■ **What to do**
Scan the listing and copy each line where the word "pinstriped" is present.

■ **Records shown**
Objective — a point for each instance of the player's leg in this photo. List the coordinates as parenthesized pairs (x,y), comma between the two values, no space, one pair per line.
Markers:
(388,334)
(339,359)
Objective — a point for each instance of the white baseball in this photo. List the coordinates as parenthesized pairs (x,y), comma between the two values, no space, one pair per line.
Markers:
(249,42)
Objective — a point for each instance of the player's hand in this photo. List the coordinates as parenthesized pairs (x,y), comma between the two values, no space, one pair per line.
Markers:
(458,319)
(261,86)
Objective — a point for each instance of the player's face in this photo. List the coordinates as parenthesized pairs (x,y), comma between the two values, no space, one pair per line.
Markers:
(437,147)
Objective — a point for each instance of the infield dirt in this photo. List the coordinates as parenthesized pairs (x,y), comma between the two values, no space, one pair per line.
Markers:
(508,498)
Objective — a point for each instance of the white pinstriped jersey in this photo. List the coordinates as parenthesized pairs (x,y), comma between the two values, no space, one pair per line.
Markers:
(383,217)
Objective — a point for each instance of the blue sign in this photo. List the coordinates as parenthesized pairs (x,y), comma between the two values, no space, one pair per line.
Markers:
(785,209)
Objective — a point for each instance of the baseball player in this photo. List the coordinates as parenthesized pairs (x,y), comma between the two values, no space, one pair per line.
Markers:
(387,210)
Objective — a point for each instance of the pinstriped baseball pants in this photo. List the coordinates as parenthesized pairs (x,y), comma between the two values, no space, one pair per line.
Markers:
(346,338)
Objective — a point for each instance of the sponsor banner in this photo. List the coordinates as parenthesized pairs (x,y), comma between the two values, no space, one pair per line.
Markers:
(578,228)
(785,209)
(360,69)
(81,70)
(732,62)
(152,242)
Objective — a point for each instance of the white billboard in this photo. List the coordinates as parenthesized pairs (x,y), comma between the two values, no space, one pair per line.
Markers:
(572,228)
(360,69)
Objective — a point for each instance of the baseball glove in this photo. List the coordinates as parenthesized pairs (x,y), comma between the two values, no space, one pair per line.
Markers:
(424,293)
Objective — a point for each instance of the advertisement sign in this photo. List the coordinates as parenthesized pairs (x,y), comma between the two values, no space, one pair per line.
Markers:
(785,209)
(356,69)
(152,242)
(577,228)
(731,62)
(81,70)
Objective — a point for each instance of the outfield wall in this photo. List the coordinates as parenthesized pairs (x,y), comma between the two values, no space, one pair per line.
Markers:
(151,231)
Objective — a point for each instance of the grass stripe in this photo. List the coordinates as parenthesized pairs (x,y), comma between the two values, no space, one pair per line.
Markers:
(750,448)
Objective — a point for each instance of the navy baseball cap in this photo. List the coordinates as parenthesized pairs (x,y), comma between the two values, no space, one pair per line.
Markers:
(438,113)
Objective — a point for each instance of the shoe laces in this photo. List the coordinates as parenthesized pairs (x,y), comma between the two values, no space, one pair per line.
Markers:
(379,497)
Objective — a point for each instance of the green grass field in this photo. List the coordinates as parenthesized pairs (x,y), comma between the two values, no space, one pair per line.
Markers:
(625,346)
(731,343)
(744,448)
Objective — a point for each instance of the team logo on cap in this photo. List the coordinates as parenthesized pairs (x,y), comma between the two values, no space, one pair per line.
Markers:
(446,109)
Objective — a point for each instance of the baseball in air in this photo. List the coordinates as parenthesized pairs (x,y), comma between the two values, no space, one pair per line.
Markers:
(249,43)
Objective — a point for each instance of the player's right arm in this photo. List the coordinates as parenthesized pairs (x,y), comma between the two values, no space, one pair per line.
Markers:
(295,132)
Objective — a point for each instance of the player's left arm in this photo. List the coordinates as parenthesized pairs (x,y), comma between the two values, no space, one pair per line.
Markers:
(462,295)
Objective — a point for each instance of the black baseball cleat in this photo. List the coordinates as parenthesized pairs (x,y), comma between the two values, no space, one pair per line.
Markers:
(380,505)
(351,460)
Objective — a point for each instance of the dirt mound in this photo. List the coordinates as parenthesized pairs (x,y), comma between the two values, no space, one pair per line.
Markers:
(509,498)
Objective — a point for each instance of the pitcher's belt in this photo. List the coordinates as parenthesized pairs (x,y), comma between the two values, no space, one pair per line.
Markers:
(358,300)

* * *

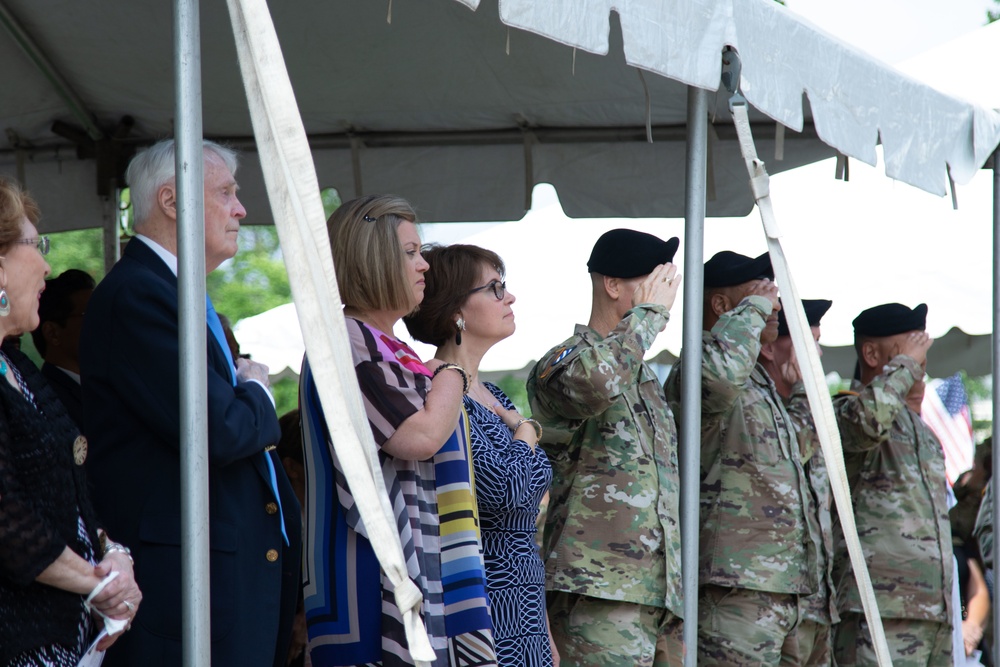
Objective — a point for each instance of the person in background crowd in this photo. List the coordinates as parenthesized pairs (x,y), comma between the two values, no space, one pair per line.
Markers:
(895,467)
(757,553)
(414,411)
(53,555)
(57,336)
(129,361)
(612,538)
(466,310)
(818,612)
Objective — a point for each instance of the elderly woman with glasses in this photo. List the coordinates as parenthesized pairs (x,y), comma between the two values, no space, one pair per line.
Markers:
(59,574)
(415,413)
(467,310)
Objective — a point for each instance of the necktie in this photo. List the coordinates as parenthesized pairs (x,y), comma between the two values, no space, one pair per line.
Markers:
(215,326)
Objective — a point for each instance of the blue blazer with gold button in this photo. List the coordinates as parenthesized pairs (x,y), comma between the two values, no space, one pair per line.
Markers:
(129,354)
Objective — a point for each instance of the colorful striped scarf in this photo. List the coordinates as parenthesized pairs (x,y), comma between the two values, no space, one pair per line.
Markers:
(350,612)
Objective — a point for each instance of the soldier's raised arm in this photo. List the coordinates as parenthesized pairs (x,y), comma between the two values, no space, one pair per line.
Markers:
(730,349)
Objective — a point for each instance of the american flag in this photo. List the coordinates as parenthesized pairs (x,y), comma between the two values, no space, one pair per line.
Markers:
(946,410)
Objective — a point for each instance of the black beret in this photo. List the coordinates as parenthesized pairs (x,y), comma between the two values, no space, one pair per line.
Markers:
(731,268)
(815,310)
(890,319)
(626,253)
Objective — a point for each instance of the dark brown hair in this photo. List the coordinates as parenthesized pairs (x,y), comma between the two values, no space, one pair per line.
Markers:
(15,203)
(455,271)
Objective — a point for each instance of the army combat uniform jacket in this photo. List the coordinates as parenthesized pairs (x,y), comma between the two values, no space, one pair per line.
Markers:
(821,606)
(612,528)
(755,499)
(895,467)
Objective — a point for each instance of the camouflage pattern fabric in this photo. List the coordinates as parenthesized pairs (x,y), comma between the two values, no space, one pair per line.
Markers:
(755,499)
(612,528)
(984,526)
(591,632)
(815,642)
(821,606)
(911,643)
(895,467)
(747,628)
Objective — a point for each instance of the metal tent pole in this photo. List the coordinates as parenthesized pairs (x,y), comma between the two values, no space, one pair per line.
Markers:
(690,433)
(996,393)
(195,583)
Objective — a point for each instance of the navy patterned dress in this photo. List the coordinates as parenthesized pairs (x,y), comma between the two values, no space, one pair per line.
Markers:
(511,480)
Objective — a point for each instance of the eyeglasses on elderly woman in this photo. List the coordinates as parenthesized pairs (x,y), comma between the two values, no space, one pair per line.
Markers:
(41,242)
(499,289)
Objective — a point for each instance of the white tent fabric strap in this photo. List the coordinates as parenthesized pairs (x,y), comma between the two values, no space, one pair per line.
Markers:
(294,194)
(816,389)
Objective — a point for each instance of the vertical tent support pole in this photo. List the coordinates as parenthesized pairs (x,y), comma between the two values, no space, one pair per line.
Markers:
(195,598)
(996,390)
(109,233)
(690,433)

■ **Finished exercise**
Objective — a point for each instance of the white pinstriped jersey in this photo. List the coordinates as parenthesized pairs (x,y), comma between the two values, no space, one pair per line.
Objective — a point for each instance of the pinstriped baseball pants in this photo. List the coordinates as parenthesized pairs (x,y), comma between the two values, no space, one pair per line.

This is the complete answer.